Document passage
= = =

A major exhibition of Native American artwork, “Indigenous Beauty: Masterworks of American Indian Art from the Diker Collection,” opens at the Michael C. Carlos Museum on Saturday, Oct. 10.
The exhibit debuts at the Carlos Museum following showings in Seattle and Fort Worth, and will be on view through Jan. 3. It is described as providing rare access to many exquisite works from one of the most comprehensive and diverse collections of privately-owned Native American art. Some of the objects have never been seen before in public.
Not confined to one or even a few regions, the exhibition of 118 masterworks presents objects draws from a variety of cultures of North American indigenous peoples.
“When this exhibition, ‘Indigenous Beauty,’ was offered, we jumped at the chance to showcase so much more than we could on our own,” says Rebecca Stone, Emory's faculty curator of Art of the Americas, who as site curator is adapting the traveling exhibition to the venue here.
“The high quality and the great diversity of the Diker collection make this the perfect show for Emory, as a great introduction to the artistry of indigenous people from all regions: the Arctic, Northwest Coast, California/Great Basin, the Southwest, the Plains, and the Eastern Woodlands," she explains.
Stone describes how the entire third floor of the Carlos Museum is filled with the bright colors, intricate details and strong silhouettes of painted hides, beadwork, plant-fiber baskets, wooden bowls and masks, and other items.
“There are shaman’s amulets and headdresses, an eight-foot wide cloth painted with the Battle of Little Big Horn, and two contemporary glass pieces, to mention just a few of the treasures that will be on view,” she says.
Also included will be sculpture and sculptural objects, ancient ivories, masks, regalia, pottery and more.
Learning through ‘Indigenous Beauty’
As the Carlos Museum hosts "Indigenous Beauty," the museum seeks to extend opportunities for learning through a variety of programs designed to complement the exhibition.
Upcoming programs include the following:
• Gallery talk: On Wednesday, Oct. 14, at 7:30 p.m., Stone and Assistant Curator Laura Wingfield will lead visitors through the exhibition. Registration is required.
This jar by Tammy Garcia, regarded as the foremost Native American potter working today, is one of the 118 works included in "Indigenous Beauty." Garcia will present the Nix Mann Endowed Lecture at Emory on Oct. 18.

= = =

Information given
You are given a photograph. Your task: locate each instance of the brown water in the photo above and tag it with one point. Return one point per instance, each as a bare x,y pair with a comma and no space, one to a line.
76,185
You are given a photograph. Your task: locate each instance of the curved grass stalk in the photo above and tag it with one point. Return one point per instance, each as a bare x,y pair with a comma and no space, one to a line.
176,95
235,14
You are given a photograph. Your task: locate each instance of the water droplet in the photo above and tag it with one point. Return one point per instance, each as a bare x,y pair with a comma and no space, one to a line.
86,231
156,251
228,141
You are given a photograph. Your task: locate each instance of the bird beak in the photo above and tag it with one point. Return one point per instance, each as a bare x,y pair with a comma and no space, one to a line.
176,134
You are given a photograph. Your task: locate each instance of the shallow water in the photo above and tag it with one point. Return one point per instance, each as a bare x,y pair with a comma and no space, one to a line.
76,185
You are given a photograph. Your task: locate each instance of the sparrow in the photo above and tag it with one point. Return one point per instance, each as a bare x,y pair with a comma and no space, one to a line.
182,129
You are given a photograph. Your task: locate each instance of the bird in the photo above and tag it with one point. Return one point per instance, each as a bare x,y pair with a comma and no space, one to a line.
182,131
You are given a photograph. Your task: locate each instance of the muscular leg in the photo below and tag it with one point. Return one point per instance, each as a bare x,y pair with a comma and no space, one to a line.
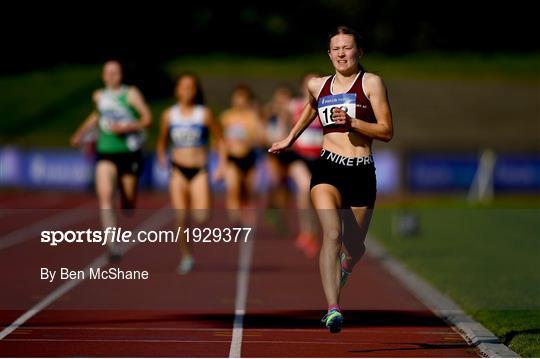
326,200
128,190
106,177
299,173
178,189
233,183
199,190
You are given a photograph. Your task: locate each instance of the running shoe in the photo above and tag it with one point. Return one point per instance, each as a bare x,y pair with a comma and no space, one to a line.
308,244
344,274
186,265
333,320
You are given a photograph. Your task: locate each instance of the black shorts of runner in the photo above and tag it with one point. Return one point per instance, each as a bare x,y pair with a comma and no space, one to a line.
126,162
244,163
288,157
188,172
354,178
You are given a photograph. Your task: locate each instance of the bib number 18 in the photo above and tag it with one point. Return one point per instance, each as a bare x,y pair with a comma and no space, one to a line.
327,105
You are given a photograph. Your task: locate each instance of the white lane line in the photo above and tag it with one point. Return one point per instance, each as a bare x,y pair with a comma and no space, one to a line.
441,305
157,220
303,342
60,220
242,285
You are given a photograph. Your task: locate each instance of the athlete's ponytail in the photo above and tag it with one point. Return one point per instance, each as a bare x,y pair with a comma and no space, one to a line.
346,30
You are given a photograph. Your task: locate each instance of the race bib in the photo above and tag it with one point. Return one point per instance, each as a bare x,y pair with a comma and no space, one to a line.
327,104
186,136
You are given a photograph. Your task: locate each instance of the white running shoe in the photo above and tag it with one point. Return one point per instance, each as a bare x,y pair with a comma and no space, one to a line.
186,265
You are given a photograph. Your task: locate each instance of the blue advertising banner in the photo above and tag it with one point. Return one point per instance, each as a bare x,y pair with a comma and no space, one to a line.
445,172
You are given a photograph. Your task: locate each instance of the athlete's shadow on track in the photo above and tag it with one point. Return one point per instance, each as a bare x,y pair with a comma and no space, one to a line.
353,318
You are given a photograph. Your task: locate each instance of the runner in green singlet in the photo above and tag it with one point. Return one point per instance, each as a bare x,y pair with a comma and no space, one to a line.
121,116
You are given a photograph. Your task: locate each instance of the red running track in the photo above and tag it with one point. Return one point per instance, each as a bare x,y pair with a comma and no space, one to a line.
193,315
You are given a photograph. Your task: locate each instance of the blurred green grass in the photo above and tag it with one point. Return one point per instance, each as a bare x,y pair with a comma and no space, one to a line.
484,257
43,108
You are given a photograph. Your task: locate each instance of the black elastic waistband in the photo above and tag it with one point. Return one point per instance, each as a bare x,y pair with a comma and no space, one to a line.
346,161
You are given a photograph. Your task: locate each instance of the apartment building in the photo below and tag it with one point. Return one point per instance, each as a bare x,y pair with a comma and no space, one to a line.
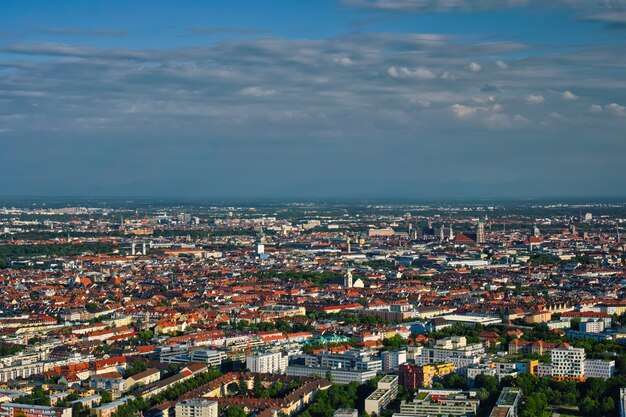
29,410
599,368
440,403
267,363
197,407
393,359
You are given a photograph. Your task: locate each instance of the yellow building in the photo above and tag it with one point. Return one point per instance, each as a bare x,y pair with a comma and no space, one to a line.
430,372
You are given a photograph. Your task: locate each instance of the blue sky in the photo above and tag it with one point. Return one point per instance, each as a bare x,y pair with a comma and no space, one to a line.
324,98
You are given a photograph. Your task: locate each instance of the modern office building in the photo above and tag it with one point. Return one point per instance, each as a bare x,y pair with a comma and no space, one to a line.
599,368
508,403
386,391
208,356
346,412
419,376
337,375
440,403
568,363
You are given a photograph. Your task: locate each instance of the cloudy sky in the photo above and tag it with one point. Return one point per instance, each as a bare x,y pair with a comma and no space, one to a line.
326,98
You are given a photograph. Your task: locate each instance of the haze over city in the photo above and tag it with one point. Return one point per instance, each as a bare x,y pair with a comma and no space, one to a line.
345,98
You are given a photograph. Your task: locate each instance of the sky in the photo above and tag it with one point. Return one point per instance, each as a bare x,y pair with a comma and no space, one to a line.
411,99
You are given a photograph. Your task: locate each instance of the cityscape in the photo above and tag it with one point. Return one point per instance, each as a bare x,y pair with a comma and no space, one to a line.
118,308
322,208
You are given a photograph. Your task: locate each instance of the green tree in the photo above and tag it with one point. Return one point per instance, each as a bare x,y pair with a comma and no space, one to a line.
106,397
535,405
236,412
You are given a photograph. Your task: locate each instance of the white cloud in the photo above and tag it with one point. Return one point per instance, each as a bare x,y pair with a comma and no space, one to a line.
463,111
447,76
557,116
420,73
345,61
257,92
616,109
474,67
535,99
595,108
568,95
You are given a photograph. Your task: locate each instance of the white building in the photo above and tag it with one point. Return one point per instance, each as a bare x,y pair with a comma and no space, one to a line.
393,359
455,350
386,391
197,407
208,356
599,368
568,363
338,375
346,412
592,326
267,363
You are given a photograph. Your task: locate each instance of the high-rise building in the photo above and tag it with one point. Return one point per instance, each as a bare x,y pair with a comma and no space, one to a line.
347,280
267,363
599,368
480,233
568,363
392,359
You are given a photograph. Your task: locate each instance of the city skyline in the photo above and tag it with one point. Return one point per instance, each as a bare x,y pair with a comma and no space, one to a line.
356,99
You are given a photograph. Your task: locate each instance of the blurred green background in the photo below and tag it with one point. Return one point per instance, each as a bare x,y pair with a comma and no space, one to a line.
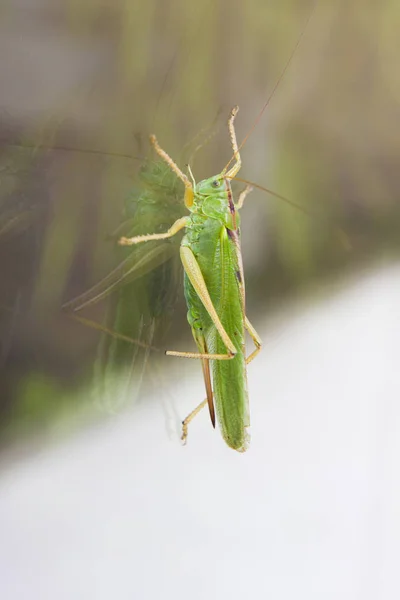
82,86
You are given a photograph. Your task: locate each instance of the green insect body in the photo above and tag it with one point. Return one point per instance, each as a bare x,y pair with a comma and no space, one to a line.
215,293
212,234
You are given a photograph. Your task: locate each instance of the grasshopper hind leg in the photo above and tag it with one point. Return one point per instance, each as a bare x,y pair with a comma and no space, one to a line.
189,418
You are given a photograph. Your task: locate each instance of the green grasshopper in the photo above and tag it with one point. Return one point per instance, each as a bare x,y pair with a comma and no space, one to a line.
215,292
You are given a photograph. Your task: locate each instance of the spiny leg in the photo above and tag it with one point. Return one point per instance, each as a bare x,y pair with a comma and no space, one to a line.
256,339
189,418
236,167
242,196
193,271
189,194
177,226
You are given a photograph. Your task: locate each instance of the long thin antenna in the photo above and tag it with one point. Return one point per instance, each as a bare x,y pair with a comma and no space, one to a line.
281,76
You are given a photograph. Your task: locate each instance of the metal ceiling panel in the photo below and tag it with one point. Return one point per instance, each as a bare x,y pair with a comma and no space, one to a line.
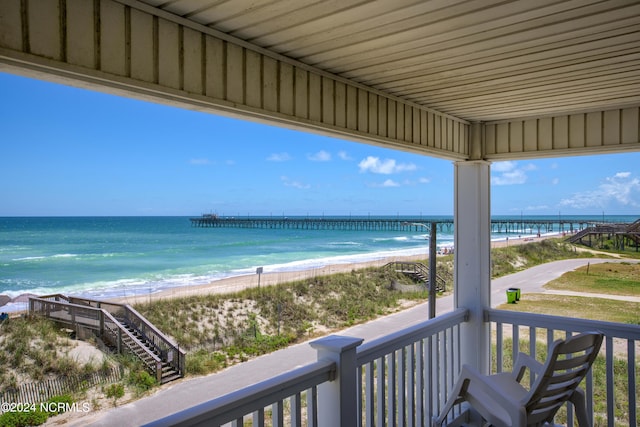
480,60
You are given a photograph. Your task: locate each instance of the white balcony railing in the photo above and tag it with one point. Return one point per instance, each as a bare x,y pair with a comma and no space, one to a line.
618,354
403,379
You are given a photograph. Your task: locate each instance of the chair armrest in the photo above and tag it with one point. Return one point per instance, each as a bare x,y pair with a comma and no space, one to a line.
524,361
488,387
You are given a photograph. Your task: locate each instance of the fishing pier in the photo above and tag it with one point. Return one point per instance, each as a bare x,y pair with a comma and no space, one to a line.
515,226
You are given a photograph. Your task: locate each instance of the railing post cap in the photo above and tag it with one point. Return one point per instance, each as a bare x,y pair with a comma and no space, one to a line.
336,343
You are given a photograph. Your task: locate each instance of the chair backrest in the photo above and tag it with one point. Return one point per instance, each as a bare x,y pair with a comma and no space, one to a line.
567,364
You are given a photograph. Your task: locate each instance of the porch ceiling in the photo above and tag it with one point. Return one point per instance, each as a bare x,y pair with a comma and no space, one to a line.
482,60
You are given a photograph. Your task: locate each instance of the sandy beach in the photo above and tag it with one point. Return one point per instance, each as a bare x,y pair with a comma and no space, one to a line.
238,283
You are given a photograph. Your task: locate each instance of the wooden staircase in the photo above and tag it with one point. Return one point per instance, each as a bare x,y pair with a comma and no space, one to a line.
143,348
418,271
119,326
621,233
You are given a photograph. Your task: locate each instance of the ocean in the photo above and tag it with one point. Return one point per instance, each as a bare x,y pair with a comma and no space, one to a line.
106,257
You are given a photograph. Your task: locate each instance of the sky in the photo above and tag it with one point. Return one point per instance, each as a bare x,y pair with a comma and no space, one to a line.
66,151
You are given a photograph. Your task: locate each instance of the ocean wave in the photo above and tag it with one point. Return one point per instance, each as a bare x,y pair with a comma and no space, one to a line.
43,257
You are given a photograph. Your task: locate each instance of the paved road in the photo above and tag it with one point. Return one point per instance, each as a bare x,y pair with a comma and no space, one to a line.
184,394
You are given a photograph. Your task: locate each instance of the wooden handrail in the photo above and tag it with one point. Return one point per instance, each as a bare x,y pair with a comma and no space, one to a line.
75,310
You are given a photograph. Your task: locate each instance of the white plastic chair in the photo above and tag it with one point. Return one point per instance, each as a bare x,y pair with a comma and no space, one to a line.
502,401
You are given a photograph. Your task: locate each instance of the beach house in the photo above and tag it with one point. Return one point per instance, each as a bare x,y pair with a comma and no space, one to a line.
469,81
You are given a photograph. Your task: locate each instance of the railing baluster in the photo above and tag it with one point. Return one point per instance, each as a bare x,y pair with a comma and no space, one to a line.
257,418
369,394
419,398
411,395
631,373
380,390
499,347
610,383
296,410
312,408
277,414
402,406
391,390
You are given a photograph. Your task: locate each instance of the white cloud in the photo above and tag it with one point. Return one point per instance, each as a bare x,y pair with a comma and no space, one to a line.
279,157
385,167
200,162
389,183
510,173
343,155
320,156
295,184
621,188
503,166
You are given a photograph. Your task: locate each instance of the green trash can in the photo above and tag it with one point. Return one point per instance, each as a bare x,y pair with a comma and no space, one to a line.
517,293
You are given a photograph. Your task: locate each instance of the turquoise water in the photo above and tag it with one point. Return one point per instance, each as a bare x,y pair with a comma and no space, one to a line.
104,257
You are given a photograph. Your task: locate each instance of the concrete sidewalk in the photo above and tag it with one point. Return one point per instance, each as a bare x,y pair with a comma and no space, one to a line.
190,392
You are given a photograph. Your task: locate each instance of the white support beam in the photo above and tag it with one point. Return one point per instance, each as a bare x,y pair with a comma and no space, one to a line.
472,266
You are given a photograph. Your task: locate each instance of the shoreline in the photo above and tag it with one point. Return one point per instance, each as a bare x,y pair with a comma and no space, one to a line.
238,283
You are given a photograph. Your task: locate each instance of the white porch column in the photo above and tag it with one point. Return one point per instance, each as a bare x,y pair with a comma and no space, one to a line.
472,269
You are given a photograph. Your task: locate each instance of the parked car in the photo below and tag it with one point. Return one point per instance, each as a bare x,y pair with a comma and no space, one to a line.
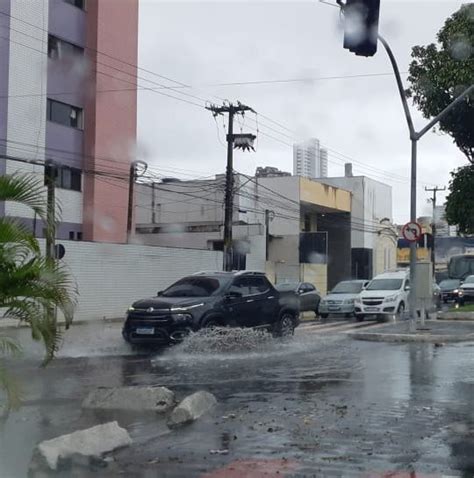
450,290
309,297
210,299
466,290
386,295
340,300
437,296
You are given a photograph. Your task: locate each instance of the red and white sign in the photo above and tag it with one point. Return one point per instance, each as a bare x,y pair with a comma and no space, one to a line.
412,231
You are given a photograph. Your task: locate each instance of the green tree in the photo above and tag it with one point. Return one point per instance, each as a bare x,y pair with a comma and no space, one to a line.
460,202
439,73
30,285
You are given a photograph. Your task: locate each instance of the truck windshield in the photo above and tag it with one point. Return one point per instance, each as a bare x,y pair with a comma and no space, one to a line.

= = =

Task set
**1)** According to the exhibition announcement, through what date will "Indigenous Beauty" be on view?
**2)** For each statement, say whether it agrees with the exhibition announcement, and quote the words that decide it. (a) The exhibition came to the Carlos Museum after showings in Seattle and Fort Worth. (b) The works fill the entire second floor of the Carlos Museum. (c) Visitors may attend the Oct. 14 gallery talk without registering.
**3)** Reproduce the exhibition announcement word for word, everything from "Learning through ‘Indigenous" down to "Registration is required.".
The items above are separate material and have nothing to do with the exhibition announcement.

Answers to the tasks
**1)** Jan. 3.

**2)**
(a) Yes: "The exhibit debuts at the Carlos Museum following showings in Seattle and Fort Worth"
(b) No: "the entire third floor of the Carlos Museum is filled"
(c) No: "Registration is required."

**3)**
Learning through ‘Indigenous Beauty’
As the Carlos Museum hosts "Indigenous Beauty," the museum seeks to extend opportunities for learning through a variety of programs designed to complement the exhibition.
Upcoming programs include the following:
• Gallery talk: On Wednesday, Oct. 14, at 7:30 p.m., Stone and Assistant Curator Laura Wingfield will lead visitors through the exhibition. Registration is required.